(SOURCE INFORMATION)

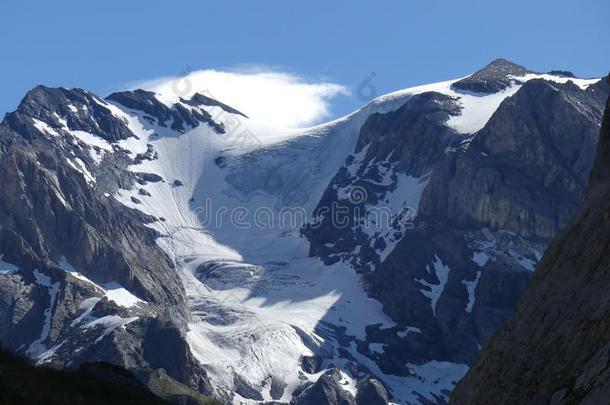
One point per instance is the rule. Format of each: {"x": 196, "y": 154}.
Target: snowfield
{"x": 259, "y": 303}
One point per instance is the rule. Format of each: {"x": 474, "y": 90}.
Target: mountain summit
{"x": 360, "y": 261}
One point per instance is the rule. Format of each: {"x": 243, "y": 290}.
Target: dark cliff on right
{"x": 556, "y": 348}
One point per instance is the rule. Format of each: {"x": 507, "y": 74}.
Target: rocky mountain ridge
{"x": 108, "y": 254}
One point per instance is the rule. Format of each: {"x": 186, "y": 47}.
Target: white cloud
{"x": 274, "y": 98}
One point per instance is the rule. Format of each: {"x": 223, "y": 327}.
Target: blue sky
{"x": 108, "y": 45}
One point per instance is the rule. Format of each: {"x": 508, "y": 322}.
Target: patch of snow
{"x": 109, "y": 323}
{"x": 81, "y": 167}
{"x": 7, "y": 268}
{"x": 404, "y": 333}
{"x": 477, "y": 109}
{"x": 471, "y": 287}
{"x": 37, "y": 348}
{"x": 44, "y": 127}
{"x": 86, "y": 306}
{"x": 120, "y": 295}
{"x": 94, "y": 141}
{"x": 582, "y": 83}
{"x": 112, "y": 290}
{"x": 376, "y": 347}
{"x": 480, "y": 258}
{"x": 523, "y": 261}
{"x": 435, "y": 291}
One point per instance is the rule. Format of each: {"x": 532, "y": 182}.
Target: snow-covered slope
{"x": 229, "y": 199}
{"x": 259, "y": 303}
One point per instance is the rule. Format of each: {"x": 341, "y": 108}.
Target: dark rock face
{"x": 555, "y": 349}
{"x": 155, "y": 111}
{"x": 326, "y": 391}
{"x": 54, "y": 223}
{"x": 92, "y": 383}
{"x": 371, "y": 392}
{"x": 451, "y": 266}
{"x": 492, "y": 78}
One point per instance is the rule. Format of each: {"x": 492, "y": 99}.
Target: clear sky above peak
{"x": 112, "y": 45}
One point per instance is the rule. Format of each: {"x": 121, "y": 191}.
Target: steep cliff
{"x": 556, "y": 348}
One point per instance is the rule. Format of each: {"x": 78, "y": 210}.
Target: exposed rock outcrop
{"x": 555, "y": 348}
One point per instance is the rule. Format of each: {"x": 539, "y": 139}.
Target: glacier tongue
{"x": 260, "y": 305}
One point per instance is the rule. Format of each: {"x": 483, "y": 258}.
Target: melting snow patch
{"x": 406, "y": 332}
{"x": 37, "y": 348}
{"x": 113, "y": 290}
{"x": 7, "y": 268}
{"x": 480, "y": 258}
{"x": 44, "y": 127}
{"x": 109, "y": 323}
{"x": 471, "y": 288}
{"x": 120, "y": 295}
{"x": 435, "y": 290}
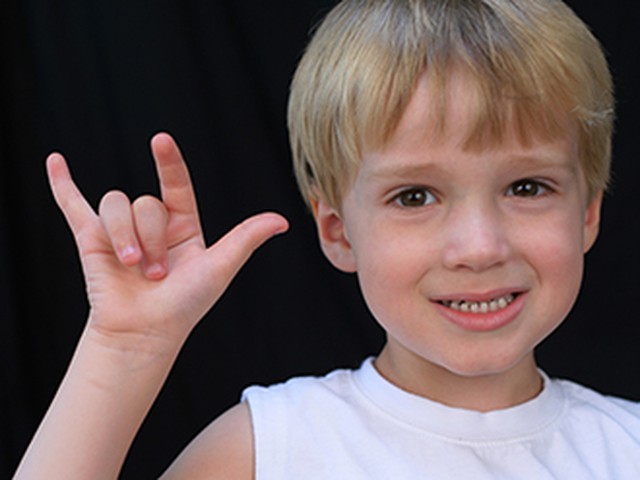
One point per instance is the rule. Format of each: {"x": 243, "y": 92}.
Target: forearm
{"x": 103, "y": 399}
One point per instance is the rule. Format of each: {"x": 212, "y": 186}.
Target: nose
{"x": 476, "y": 236}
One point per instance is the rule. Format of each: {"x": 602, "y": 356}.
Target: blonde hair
{"x": 534, "y": 61}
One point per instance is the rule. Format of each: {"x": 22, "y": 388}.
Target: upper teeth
{"x": 480, "y": 307}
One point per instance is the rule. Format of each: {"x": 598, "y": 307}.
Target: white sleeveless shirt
{"x": 356, "y": 425}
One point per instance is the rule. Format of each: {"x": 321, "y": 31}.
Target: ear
{"x": 592, "y": 221}
{"x": 333, "y": 236}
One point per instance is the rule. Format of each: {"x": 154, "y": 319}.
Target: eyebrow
{"x": 410, "y": 170}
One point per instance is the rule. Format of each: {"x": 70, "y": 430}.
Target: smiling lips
{"x": 493, "y": 305}
{"x": 483, "y": 315}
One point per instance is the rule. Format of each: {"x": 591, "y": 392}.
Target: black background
{"x": 95, "y": 80}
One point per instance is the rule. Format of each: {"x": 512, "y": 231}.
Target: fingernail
{"x": 155, "y": 271}
{"x": 127, "y": 252}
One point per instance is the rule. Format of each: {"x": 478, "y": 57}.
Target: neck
{"x": 482, "y": 392}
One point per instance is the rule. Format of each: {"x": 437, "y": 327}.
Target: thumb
{"x": 232, "y": 251}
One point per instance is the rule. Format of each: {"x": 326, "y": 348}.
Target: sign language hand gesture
{"x": 148, "y": 272}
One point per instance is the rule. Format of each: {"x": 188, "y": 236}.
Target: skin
{"x": 427, "y": 220}
{"x": 424, "y": 221}
{"x": 150, "y": 279}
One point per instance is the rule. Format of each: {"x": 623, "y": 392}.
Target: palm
{"x": 119, "y": 246}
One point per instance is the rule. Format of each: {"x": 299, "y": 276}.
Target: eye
{"x": 527, "y": 188}
{"x": 414, "y": 197}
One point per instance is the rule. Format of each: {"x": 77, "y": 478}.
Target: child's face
{"x": 468, "y": 259}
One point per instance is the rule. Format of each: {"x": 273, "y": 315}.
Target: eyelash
{"x": 422, "y": 196}
{"x": 540, "y": 188}
{"x": 415, "y": 197}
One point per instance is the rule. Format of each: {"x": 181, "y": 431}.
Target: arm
{"x": 150, "y": 278}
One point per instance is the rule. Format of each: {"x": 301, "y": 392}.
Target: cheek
{"x": 391, "y": 268}
{"x": 557, "y": 258}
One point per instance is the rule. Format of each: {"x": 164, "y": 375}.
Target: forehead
{"x": 442, "y": 125}
{"x": 455, "y": 110}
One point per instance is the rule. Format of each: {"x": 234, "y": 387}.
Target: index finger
{"x": 74, "y": 206}
{"x": 175, "y": 182}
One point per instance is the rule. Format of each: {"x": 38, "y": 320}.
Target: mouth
{"x": 486, "y": 306}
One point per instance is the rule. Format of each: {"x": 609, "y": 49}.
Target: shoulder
{"x": 613, "y": 414}
{"x": 223, "y": 450}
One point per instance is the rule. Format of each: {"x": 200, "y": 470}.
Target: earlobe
{"x": 592, "y": 221}
{"x": 333, "y": 236}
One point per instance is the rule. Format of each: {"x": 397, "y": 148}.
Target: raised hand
{"x": 147, "y": 268}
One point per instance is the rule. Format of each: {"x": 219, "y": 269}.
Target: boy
{"x": 454, "y": 154}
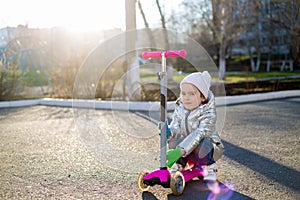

(End SOURCE INFORMATION)

The expected answer is the full listing above, transcribed exactly and without pictures.

SOLUTION ::
One point per instance is the rule. Format of each: {"x": 196, "y": 154}.
Target: snowfield
{"x": 259, "y": 303}
One point per instance is the rule. Format of each: {"x": 474, "y": 90}.
Target: mountain summit
{"x": 360, "y": 261}
One point per instance is the rule. Format of each: {"x": 243, "y": 290}.
Target: dark cliff on right
{"x": 556, "y": 348}
One point per instance is the rule. Format of each: {"x": 507, "y": 74}.
Target: rocky mountain ridge
{"x": 108, "y": 254}
One point per instance is the rule. Format of each: {"x": 186, "y": 47}.
Target: white cloud
{"x": 274, "y": 98}
One point per instance is the rule. Format of each: {"x": 223, "y": 327}.
Target: blue sky
{"x": 108, "y": 45}
One point per instance is the rule. Format of each: {"x": 508, "y": 322}.
Target: patch of snow
{"x": 109, "y": 323}
{"x": 81, "y": 167}
{"x": 7, "y": 268}
{"x": 404, "y": 333}
{"x": 477, "y": 109}
{"x": 471, "y": 287}
{"x": 37, "y": 348}
{"x": 44, "y": 127}
{"x": 86, "y": 306}
{"x": 120, "y": 295}
{"x": 94, "y": 141}
{"x": 582, "y": 83}
{"x": 112, "y": 290}
{"x": 376, "y": 347}
{"x": 480, "y": 258}
{"x": 523, "y": 261}
{"x": 435, "y": 291}
One point per instance is the rule. Format of each: {"x": 532, "y": 182}.
Target: snow-covered slope
{"x": 229, "y": 199}
{"x": 259, "y": 303}
One point per instance is the rule. Format of each: {"x": 341, "y": 108}.
Target: dark rock face
{"x": 555, "y": 349}
{"x": 155, "y": 111}
{"x": 326, "y": 391}
{"x": 54, "y": 223}
{"x": 92, "y": 383}
{"x": 371, "y": 392}
{"x": 451, "y": 266}
{"x": 492, "y": 78}
One point per instance is the rule. Format of each: {"x": 492, "y": 99}.
Target: clear sky above peak
{"x": 112, "y": 45}
One point per instance is the rule. Format of each: {"x": 121, "y": 191}.
Target: steep cliff
{"x": 556, "y": 348}
One point per instance is the rule. Format of each: {"x": 78, "y": 210}.
Target: exposed rock outcrop
{"x": 555, "y": 348}
One point per instance is the rule. Format of each: {"x": 539, "y": 139}.
Target: glacier tongue
{"x": 260, "y": 305}
One point per instance is the rule. Format of each: {"x": 483, "y": 258}.
Target: melting snow patch
{"x": 406, "y": 332}
{"x": 37, "y": 348}
{"x": 113, "y": 290}
{"x": 7, "y": 268}
{"x": 480, "y": 258}
{"x": 44, "y": 127}
{"x": 109, "y": 323}
{"x": 471, "y": 288}
{"x": 120, "y": 295}
{"x": 435, "y": 290}
One point per instance is the rule. Format of each: {"x": 243, "y": 92}.
Target: forearm
{"x": 103, "y": 399}
One point per instance is the rule. Format of each: {"x": 212, "y": 186}.
Target: nose
{"x": 476, "y": 236}
One point per instance is the rule. Format of each: {"x": 602, "y": 356}.
Target: blonde hair
{"x": 534, "y": 61}
One point per instance is the rule. Format of each: {"x": 22, "y": 388}.
Target: upper teeth
{"x": 480, "y": 307}
One point per instance is the rule. Format of each: {"x": 598, "y": 307}.
Target: white sleeveless shirt
{"x": 356, "y": 425}
One point per instance is the rule. Format of each: {"x": 321, "y": 31}.
Target: ear
{"x": 592, "y": 221}
{"x": 333, "y": 236}
One point per instance is the rule. Format of each: {"x": 154, "y": 319}.
Target: eyebrow
{"x": 410, "y": 170}
One point per instance is the rule. Format of each: {"x": 70, "y": 430}.
Target: smiling lips
{"x": 493, "y": 305}
{"x": 483, "y": 315}
One point per instance is the rule. Format of each: {"x": 591, "y": 392}.
Target: black background
{"x": 95, "y": 80}
One point per instance is the rule. Format of each: {"x": 512, "y": 231}.
Target: fingernail
{"x": 155, "y": 271}
{"x": 127, "y": 252}
One point per instance is the rule. Format of each: {"x": 478, "y": 57}.
Target: neck
{"x": 482, "y": 392}
One point per instance is the rule. Format of each: {"x": 437, "y": 327}.
Target: thumb
{"x": 232, "y": 251}
One point per instance is the rule. Format of each: {"x": 326, "y": 348}.
Target: sign language hand gesture
{"x": 148, "y": 272}
One point per instance is the rule. Format of each: {"x": 188, "y": 236}.
Target: skin
{"x": 427, "y": 220}
{"x": 424, "y": 221}
{"x": 150, "y": 279}
One point per instance is the rule. Format of each: {"x": 623, "y": 392}.
Target: palm
{"x": 119, "y": 246}
One point per instance is the rule. Format of each: {"x": 299, "y": 276}.
Target: eye
{"x": 527, "y": 188}
{"x": 414, "y": 197}
One point per instance is the rule. Format of each: {"x": 77, "y": 478}.
Target: child's face
{"x": 468, "y": 259}
One point per instance is the rule. Format of each: {"x": 273, "y": 315}.
Target: eyelash
{"x": 422, "y": 196}
{"x": 540, "y": 188}
{"x": 415, "y": 197}
One point per instance is the rule. Format of each: {"x": 181, "y": 431}.
Target: arm
{"x": 150, "y": 278}
One point per instance is the rule. Format of each: {"x": 301, "y": 392}.
Target: cheek
{"x": 391, "y": 268}
{"x": 557, "y": 258}
One point per instance is the rule. Format of each: {"x": 164, "y": 375}.
Target: forehead
{"x": 442, "y": 125}
{"x": 455, "y": 110}
One point per instance is the rule. Format of each: {"x": 234, "y": 387}.
Target: index finger
{"x": 74, "y": 206}
{"x": 175, "y": 182}
One point per instance is the rule. Format of each: {"x": 38, "y": 320}.
Target: mouth
{"x": 486, "y": 306}
One point per instance is the rule. Format of each: {"x": 609, "y": 49}.
Target: shoulder
{"x": 613, "y": 414}
{"x": 223, "y": 450}
One point per instance is the rule. Format of each: {"x": 200, "y": 470}.
Target: earlobe
{"x": 592, "y": 221}
{"x": 333, "y": 236}
One point per instance is the rule. Format of each: {"x": 397, "y": 148}.
Target: raised hand
{"x": 147, "y": 268}
One point per instance is the rule. Format of each: {"x": 219, "y": 269}.
Target: boy
{"x": 454, "y": 154}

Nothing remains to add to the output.